▶ **Request**: Edit the lines below so that "instance" becomes "occurrence" everywhere, changing nothing else.

### Extracted material ###

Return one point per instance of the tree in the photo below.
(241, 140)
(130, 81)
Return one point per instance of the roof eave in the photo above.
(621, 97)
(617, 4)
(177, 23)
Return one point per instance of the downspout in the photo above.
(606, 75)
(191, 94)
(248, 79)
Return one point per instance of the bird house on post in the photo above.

###

▶ **Answer to this problem**:
Return one point per occurrence of the tree in the photo below.
(241, 140)
(130, 81)
Return one point per occurrence of the roof eave in the photo above.
(621, 97)
(617, 4)
(177, 23)
Return one point per occurrence of the downspout in the photo above.
(606, 75)
(191, 94)
(248, 79)
Return one point per occurrence of the bird house on post in the photo above.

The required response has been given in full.